DIRECTIONS FOR THIS TASK –
Please retype each of the lines below word for word, leaving out the pictures.
⁂
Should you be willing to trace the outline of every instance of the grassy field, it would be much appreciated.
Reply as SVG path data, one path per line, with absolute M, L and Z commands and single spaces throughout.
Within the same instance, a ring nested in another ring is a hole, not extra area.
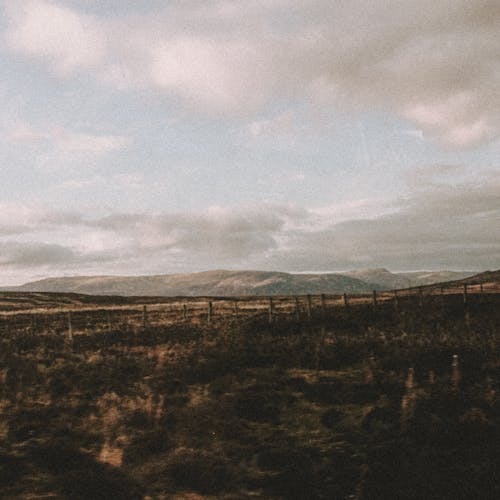
M 0 497 L 500 498 L 500 296 L 458 291 L 4 294 Z

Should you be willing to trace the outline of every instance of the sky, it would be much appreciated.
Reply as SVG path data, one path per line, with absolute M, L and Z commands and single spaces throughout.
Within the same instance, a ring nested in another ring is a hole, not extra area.
M 0 284 L 500 268 L 498 0 L 0 0 Z

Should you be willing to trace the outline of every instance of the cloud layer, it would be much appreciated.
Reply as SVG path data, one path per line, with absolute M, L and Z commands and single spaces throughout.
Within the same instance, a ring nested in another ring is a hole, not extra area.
⁂
TASK ANSWER –
Should you be willing to trace the outline of every instance of the grassy field, it would be much appreciated.
Reply as SVG path data, one path per line, with absolute M, L and Z commands and single spaces throughout.
Within the same instance, a ring nested in another ring is a hole, not extra area.
M 0 497 L 500 498 L 500 296 L 458 291 L 4 294 Z

Should you be willing to trace the outline of every instance of the sky, it would be much appreciated.
Reply as SVG path data, one path per line, with absolute M, L and Z commands and single spaces throughout.
Within the same instance, a ring nested in another ring is a hole, not extra area.
M 0 284 L 500 268 L 498 0 L 0 0 Z

Should you be willing to trace the outline of every instance of the cloud layer, it would be much appreciated.
Reply as SVG path data, one path per line, with absolute M, L and Z commands and single spaces throughout.
Within the same instance, a ring nested in another ring is a hole, not extra area.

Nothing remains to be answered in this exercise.